#### Source material
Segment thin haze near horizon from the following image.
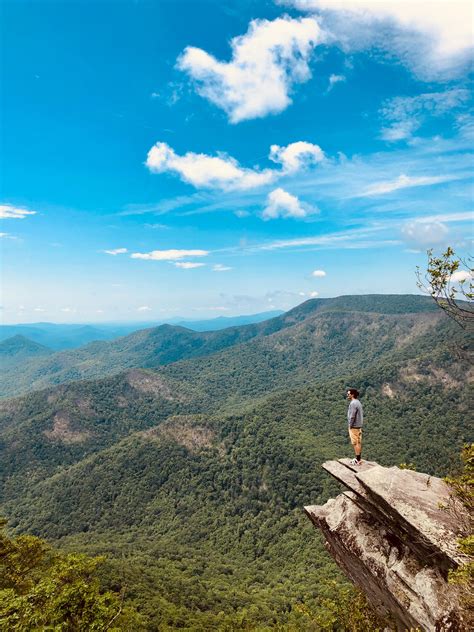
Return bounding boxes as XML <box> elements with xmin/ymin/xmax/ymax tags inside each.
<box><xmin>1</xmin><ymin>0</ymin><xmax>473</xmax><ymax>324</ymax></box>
########
#### Source material
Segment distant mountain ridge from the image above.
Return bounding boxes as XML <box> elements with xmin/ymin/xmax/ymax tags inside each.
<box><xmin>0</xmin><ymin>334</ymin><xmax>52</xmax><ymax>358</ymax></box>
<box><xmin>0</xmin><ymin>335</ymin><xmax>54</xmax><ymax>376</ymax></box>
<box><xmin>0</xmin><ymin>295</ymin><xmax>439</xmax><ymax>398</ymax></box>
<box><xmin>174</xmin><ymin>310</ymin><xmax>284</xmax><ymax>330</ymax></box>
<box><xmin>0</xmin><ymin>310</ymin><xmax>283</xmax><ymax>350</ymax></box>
########
# What you are asked to do:
Only lines with the string "from" are wanted; please find each one in the listing and copy it.

# Final answer:
Segment thin haze near horizon from the following image.
Segment distant mountain ridge from the image above.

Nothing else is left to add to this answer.